---- Records for the exercise
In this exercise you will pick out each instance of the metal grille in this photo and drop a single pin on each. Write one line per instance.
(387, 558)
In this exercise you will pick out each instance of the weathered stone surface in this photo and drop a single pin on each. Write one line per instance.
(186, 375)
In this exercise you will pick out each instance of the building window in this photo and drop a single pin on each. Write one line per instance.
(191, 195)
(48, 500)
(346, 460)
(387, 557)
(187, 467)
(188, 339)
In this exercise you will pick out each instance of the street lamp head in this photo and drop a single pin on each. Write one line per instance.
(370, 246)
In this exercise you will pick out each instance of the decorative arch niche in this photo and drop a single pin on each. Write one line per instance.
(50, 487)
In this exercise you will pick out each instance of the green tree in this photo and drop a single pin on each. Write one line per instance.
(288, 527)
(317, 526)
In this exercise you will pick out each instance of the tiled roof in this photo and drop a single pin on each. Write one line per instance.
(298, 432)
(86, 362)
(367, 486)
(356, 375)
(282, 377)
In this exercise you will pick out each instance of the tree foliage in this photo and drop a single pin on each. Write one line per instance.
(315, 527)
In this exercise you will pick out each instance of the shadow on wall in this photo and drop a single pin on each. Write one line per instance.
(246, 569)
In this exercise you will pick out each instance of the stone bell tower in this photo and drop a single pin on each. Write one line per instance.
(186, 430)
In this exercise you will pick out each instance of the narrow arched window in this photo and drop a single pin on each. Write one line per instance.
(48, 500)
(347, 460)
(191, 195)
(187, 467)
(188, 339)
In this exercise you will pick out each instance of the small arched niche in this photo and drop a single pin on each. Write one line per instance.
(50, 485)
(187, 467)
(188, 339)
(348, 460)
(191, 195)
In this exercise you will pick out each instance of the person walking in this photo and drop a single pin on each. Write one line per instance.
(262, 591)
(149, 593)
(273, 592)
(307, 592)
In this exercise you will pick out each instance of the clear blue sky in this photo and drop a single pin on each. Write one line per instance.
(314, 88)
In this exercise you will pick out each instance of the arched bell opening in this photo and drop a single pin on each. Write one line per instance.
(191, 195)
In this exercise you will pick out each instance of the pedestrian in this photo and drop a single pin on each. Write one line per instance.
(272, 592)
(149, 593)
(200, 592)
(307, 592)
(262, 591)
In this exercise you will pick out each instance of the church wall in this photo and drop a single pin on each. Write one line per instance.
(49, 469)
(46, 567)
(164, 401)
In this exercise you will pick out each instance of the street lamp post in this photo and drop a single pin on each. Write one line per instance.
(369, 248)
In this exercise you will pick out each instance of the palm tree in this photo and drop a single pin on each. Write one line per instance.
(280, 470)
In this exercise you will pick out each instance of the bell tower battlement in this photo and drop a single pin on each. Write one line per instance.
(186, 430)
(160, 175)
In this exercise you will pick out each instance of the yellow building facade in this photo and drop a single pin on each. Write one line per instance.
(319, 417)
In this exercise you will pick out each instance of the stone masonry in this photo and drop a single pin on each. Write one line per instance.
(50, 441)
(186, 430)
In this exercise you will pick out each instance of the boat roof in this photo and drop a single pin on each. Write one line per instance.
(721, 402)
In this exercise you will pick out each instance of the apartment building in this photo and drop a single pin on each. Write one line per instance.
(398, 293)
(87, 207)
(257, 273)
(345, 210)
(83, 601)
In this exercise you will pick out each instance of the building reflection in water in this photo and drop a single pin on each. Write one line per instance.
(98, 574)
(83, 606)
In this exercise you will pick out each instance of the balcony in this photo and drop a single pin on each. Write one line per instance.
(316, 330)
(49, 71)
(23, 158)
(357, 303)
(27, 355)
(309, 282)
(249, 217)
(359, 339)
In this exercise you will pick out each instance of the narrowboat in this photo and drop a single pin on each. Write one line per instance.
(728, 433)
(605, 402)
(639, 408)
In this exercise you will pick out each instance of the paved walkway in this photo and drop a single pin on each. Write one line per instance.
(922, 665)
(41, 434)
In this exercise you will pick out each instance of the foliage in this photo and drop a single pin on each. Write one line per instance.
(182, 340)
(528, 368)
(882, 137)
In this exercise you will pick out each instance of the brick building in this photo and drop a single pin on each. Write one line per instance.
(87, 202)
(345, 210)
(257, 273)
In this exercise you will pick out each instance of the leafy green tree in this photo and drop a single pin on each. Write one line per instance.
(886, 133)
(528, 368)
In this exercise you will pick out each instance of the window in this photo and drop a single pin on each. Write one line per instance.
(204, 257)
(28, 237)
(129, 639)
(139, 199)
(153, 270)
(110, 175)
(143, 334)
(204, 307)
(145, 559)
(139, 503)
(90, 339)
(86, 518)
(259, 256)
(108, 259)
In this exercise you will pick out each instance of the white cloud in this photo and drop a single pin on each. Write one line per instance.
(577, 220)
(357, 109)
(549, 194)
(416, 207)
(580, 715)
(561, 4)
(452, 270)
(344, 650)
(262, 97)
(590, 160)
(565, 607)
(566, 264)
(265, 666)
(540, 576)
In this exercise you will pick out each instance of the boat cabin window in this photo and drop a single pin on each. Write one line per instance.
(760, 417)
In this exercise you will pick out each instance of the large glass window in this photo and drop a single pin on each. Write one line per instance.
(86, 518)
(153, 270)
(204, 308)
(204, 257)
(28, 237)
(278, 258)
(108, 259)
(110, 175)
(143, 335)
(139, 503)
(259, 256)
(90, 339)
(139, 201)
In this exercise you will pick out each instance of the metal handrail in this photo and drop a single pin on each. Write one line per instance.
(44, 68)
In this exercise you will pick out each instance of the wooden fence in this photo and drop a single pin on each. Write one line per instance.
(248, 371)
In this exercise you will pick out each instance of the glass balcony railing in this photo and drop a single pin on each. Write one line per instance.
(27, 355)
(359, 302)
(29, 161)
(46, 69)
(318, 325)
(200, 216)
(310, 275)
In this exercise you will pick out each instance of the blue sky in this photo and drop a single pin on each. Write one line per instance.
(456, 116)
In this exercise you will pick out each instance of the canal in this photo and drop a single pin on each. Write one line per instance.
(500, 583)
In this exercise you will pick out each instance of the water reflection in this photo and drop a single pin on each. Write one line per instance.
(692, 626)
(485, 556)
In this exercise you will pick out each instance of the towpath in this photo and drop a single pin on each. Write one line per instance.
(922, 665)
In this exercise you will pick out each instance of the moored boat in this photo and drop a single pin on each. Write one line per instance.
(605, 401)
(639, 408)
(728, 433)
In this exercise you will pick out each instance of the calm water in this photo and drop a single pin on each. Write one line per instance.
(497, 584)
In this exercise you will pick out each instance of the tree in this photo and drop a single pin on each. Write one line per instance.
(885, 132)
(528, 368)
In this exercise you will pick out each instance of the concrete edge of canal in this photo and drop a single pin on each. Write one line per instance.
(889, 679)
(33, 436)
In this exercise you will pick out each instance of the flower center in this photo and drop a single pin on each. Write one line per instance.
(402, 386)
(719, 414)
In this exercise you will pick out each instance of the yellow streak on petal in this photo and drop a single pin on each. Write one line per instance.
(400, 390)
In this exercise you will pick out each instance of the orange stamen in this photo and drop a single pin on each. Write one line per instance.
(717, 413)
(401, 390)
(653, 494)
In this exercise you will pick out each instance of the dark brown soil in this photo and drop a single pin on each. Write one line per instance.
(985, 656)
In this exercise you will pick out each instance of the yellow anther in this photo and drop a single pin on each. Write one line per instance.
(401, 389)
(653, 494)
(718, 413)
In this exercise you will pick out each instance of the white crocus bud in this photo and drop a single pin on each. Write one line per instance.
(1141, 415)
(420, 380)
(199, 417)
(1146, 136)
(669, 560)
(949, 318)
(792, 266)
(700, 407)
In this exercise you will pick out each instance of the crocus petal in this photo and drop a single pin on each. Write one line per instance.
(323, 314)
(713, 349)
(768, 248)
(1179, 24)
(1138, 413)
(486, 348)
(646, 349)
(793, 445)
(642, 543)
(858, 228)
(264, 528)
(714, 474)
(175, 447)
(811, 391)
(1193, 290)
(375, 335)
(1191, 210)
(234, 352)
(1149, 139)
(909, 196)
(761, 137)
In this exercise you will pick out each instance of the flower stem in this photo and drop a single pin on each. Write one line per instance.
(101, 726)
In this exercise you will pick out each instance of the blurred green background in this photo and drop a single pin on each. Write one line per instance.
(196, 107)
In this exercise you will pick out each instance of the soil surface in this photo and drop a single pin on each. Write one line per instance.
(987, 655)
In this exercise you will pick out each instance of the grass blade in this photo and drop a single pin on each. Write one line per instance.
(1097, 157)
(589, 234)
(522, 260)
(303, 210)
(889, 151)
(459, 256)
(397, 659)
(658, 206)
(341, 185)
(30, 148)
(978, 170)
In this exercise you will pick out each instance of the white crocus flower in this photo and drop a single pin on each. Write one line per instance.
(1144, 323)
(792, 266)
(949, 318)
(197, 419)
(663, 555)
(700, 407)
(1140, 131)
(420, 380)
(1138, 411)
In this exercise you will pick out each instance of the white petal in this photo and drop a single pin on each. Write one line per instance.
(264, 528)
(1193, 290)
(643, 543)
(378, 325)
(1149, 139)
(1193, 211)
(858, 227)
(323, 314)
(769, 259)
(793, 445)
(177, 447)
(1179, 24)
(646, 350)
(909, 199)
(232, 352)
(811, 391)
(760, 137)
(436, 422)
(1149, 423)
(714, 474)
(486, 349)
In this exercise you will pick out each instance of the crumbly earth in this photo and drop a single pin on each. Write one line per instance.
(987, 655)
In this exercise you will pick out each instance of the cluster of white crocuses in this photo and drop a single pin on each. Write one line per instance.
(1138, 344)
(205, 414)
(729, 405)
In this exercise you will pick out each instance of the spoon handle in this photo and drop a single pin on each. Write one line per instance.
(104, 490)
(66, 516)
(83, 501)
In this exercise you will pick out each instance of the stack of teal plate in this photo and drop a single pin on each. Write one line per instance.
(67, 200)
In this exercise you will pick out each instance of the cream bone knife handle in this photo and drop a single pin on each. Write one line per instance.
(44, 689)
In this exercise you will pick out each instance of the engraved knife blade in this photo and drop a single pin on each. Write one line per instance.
--------
Exercise details =
Repeat exactly the lines above from the line that contains "the white petal" through the end. Include both of these ends; leave out everything else.

Completed task =
In this exercise you will pick out each instance of the white petal in this photo and drop a single pin on each. Write one line per instance.
(264, 528)
(1193, 290)
(643, 543)
(378, 325)
(1149, 139)
(1193, 211)
(858, 227)
(323, 314)
(769, 259)
(793, 445)
(177, 447)
(1179, 24)
(646, 350)
(909, 199)
(232, 352)
(811, 391)
(760, 137)
(436, 422)
(1149, 423)
(714, 474)
(486, 349)
In this exercise you will pick out each instance of the crumbly earth in this photo and drop a single pin on each. Write one line per instance.
(987, 655)
In this exercise you will pick out each instance of the cluster of white crocuses in this photo and drop a single pin on each. Write one line per instance.
(1138, 344)
(205, 414)
(729, 405)
In this exercise you will pick out each instance of the spoon handle in this photo and drop a single pin on each. Write one line per instance.
(104, 490)
(66, 516)
(83, 501)
In this exercise you will pick out each instance of the stack of teal plate in this photo and drop a single pin on each. Write one line per instance.
(67, 200)
In this exercise you will pick out each instance of the cream bone knife handle in this photo and drop a single pin on each. Write one line per instance.
(44, 689)
In this exercise you will pick out each instance of the engraved knife blade in this photo and drop a single pin on each. Write one line per instance.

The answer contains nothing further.